■ **Problem to solve**: Can you copy out, word for word, every line from the one containing "Indicate the driftwood" through the end of the items, including both the first and last lines?

:::::

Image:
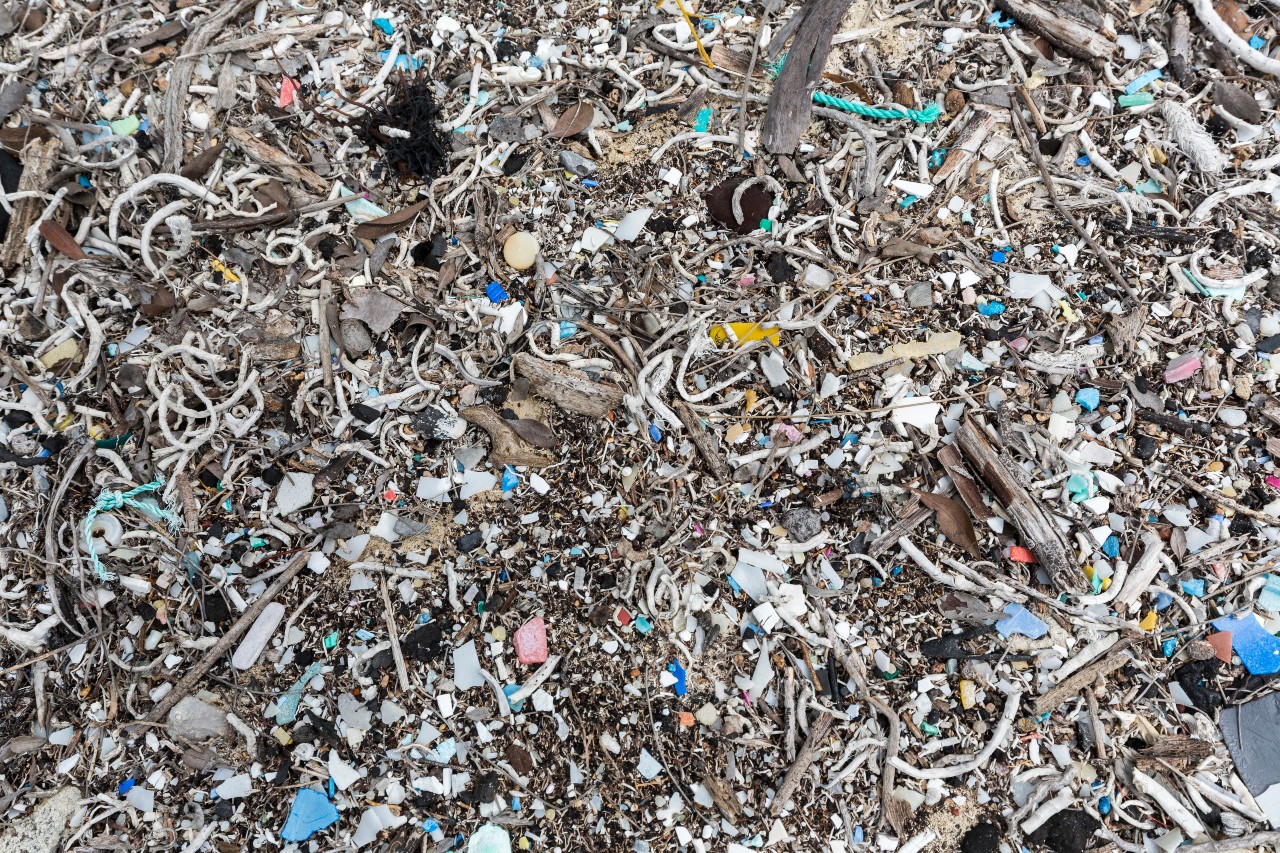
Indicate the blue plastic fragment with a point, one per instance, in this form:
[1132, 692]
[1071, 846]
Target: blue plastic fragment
[287, 706]
[1143, 81]
[1020, 621]
[1194, 587]
[681, 676]
[1258, 651]
[311, 812]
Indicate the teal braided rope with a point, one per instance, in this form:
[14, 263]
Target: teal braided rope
[109, 501]
[927, 115]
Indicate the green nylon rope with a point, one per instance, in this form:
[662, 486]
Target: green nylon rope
[109, 501]
[927, 115]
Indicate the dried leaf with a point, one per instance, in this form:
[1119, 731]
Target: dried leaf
[952, 520]
[392, 222]
[534, 432]
[575, 119]
[62, 240]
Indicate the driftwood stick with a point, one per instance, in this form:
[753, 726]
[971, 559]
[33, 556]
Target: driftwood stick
[567, 387]
[192, 678]
[813, 743]
[1070, 36]
[508, 447]
[1036, 525]
[791, 99]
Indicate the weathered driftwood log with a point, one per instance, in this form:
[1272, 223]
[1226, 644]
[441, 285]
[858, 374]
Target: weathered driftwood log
[1037, 528]
[791, 99]
[568, 388]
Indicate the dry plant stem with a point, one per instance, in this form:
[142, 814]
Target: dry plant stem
[790, 103]
[1040, 530]
[224, 643]
[393, 635]
[997, 738]
[1066, 214]
[567, 387]
[508, 447]
[1070, 687]
[795, 775]
[51, 520]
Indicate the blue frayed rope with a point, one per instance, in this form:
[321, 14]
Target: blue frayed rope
[110, 501]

:::::

■ **Full solution**:
Indicate the driftwood stick with a point, one per instance, in this form:
[753, 726]
[971, 559]
[33, 556]
Target: driftwood stick
[567, 387]
[192, 678]
[813, 743]
[1070, 36]
[508, 447]
[1036, 525]
[791, 99]
Indicate the weathered driftwood log with a point, one per instance, in this form:
[1272, 223]
[1226, 644]
[441, 285]
[858, 374]
Target: weathered driftwood log
[1037, 528]
[791, 99]
[568, 388]
Indicate the dry plant stem with a point, one per instance, in this form:
[142, 814]
Target: dry plant stem
[790, 103]
[1040, 530]
[224, 643]
[393, 635]
[997, 738]
[1066, 214]
[567, 387]
[508, 447]
[1070, 687]
[795, 775]
[51, 520]
Indicate the blue frayed rope with a point, one per instance, in this form:
[321, 14]
Target: blue frayed rope
[110, 501]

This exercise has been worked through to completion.